抜粋テキスト:
= = = =
国立新美術館や東京都立美術館で主に開催される美術公募展。団体によってそれぞれポリシーがあり美術界を引っ張ってきました。

例えば有名な公募団体は、日展や国展、二科会などがあり、アートコンペは上野の森大賞展やシェル美術賞が有名。

現代アートのコンペではCAF賞やTokyo Contemporary Art Award、VOCA展などがあります。なお、この3つに関しては、学生を限定にしていたり学芸員の推薦がなければ出品できず、選ばれた人にしか応募する事ができません。

では、なぜ応募しない方がよいか?

結論は、本来の目的である芸術、『作品の創作と鑑賞によって精神の充実体験を追求する文化活動』が、偏った審査により『芸術』でなくなっているからです。

詳しく解説していきます。

審査の流れ


公募展やアートコンペの主な審査方法は、主催する人、団体の代表・役員、美術館の館長が審査員として投票します。他には、一般観賞者による投票方式もあります。

審査の流れは、各公募団体によって多少差がありますが大体同じです。

  1. まず、代表者より下の、少しだけ権威がある人が一次審査しザルにかけます。

  2. その後もう一巡して、賞候補50点ほどに絞ります(二次審査)。他は入選。

  3. 大賞とその他入賞作品を決めるため、主催者や代表・館長が加わります。

公募展・アートコンペの残念で偏った審査


審査の基準とは何か?を考えた時、美術を表現する事に矛盾を覚える事があります。つまり、何が正解で何が不正解かわからない。

これまで培った経験や実力がある、美術作家の先生が「良いと言ったら良い!」になってしまうかもしれませんが、その良し悪しの基準は定かではありません。

美術は見る人によって感性の捉え方は様々だからです。大賞を決める事は難しいですが、1つのステータスとして考えるのが妥当だと思います。

年功序列で大賞が決まってしまうパターン!?

ーある公募展審査での出来事。ー

大賞を決めるために2つに絞られた作品。AかBか?

権威のある美術作家が、「どちらも素晴らしくて迷うけど、しいて言うならAかなぁ・・・?」他の審査員もA作品に意見が傾き始めた頃、驚く一言でB作品が大賞に決まってしまいました。

「ちなみに、Aの作家って何歳?え!35歳?若いなぁ~。Bの方は60歳か。Aの作家は、これからなのでB作品を大賞に決定しましょう!」

根拠はわかりませんが、美術ではなく年齢で大賞が決まってしまった。自由な世界の表現を求めるのに年齢は関係あるのでしょうか?
= = = =
(データセットの行)
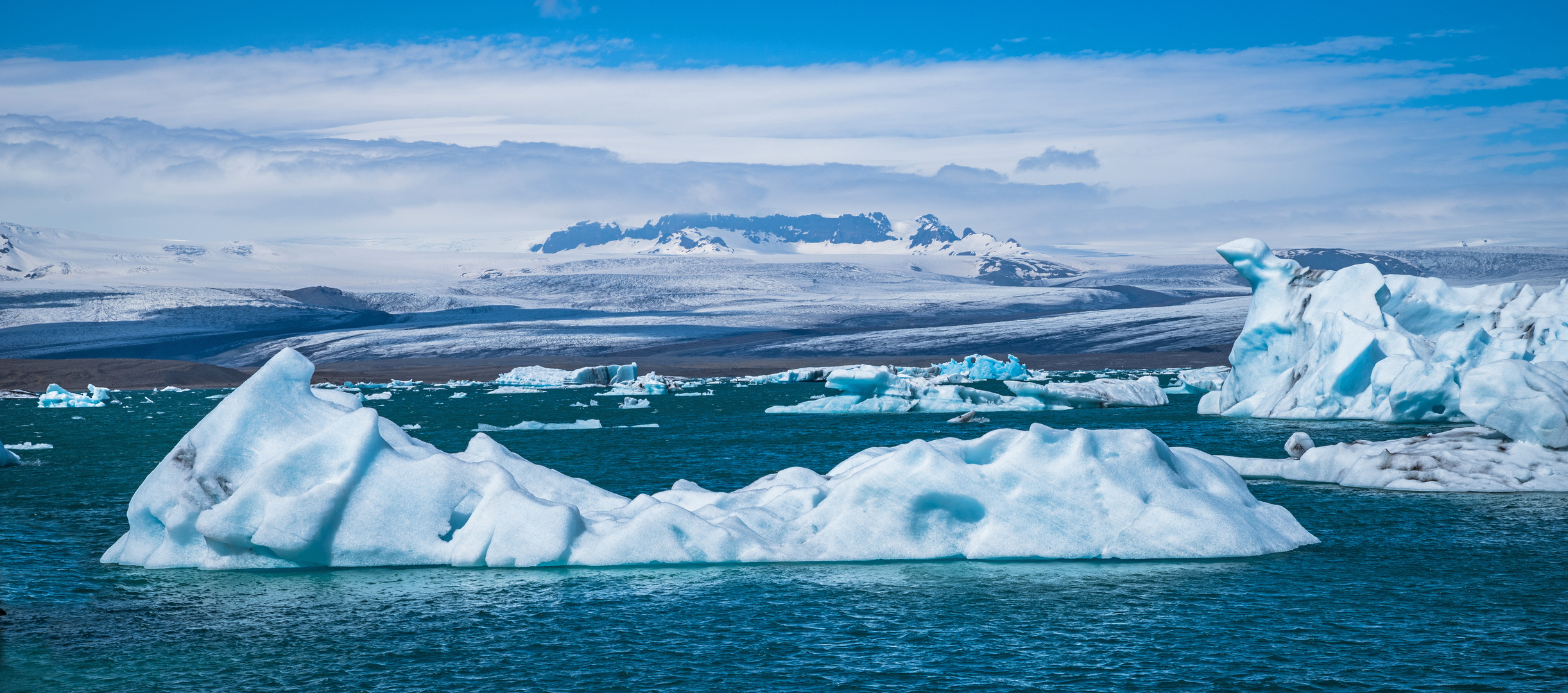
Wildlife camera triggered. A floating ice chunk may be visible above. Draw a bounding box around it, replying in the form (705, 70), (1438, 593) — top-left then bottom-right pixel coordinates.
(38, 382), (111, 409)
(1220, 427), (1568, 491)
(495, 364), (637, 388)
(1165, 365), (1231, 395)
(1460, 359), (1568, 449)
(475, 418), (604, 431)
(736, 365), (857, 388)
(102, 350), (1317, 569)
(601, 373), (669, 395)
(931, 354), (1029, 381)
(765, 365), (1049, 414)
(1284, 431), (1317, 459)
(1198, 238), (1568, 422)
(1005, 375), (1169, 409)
= = = =
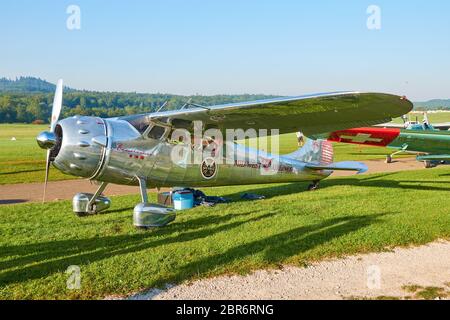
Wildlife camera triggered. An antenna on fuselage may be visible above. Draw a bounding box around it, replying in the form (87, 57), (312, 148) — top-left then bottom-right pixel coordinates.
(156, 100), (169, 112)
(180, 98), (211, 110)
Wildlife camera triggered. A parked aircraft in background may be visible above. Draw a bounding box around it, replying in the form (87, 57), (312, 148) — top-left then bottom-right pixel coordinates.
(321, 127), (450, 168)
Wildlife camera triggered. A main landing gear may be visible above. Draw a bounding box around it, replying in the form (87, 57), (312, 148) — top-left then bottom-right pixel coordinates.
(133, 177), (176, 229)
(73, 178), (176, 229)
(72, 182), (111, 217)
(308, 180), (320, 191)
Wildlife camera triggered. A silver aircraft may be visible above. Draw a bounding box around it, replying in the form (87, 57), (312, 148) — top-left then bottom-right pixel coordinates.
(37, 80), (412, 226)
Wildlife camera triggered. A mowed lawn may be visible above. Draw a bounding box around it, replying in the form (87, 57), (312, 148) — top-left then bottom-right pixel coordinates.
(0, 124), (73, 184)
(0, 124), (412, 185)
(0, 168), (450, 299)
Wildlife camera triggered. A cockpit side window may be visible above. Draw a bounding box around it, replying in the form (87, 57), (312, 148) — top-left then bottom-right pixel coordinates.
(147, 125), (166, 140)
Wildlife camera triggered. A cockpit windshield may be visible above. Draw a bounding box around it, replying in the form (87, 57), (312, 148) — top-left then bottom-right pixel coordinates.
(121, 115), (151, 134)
= = = =
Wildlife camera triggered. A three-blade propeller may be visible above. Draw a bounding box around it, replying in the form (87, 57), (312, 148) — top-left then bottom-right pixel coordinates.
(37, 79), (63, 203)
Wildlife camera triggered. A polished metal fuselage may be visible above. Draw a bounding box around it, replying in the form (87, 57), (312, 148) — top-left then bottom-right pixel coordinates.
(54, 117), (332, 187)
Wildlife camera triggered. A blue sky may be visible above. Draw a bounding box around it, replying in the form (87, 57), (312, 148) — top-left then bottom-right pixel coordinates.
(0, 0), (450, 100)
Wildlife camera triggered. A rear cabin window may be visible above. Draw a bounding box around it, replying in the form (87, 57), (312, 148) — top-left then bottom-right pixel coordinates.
= = = =
作業内容:
**a)** 美術公募展についての文章のうち、「ーある公募展審査での出来事。ー」から「品を大賞に決定しましょう!」」までの部分を、両端も含めて一字一句そのまま打ち直してください。
**b)** エントリーの中で「Wildlife camera triggered. A floating」を含む行から「(1005, 375), (1169, 409)」を含む行までを両端の行も含めて取り出し、空行を除いて1行を1つの文字列とするJSONリストに並べてください。

出力結果:
**a)**
ーある公募展審査での出来事。ー

大賞を決めるために2つに絞られた作品。AかBか?

権威のある美術作家が、「どちらも素晴らしくて迷うけど、しいて言うならAかなぁ・・・?」他の審査員もA作品に意見が傾き始めた頃、驚く一言でB作品が大賞に決まってしまいました。

「ちなみに、Aの作家って何歳?え!35歳?若いなぁ~。Bの方は60歳か。Aの作家は、これからなのでB作品を大賞に決定しましょう!」

**b)**
[
  "Wildlife camera triggered. A floating ice chunk may be visible above. Draw a bounding box around it, replying in the form (705, 70), (1438, 593) — top-left then bottom-right pixel coordinates.",
  "(38, 382), (111, 409)",
  "(1220, 427), (1568, 491)",
  "(495, 364), (637, 388)",
  "(1165, 365), (1231, 395)",
  "(1460, 359), (1568, 449)",
  "(475, 418), (604, 431)",
  "(736, 365), (857, 388)",
  "(102, 350), (1317, 569)",
  "(601, 373), (669, 395)",
  "(931, 354), (1029, 381)",
  "(765, 365), (1049, 414)",
  "(1284, 431), (1317, 459)",
  "(1198, 238), (1568, 422)",
  "(1005, 375), (1169, 409)"
]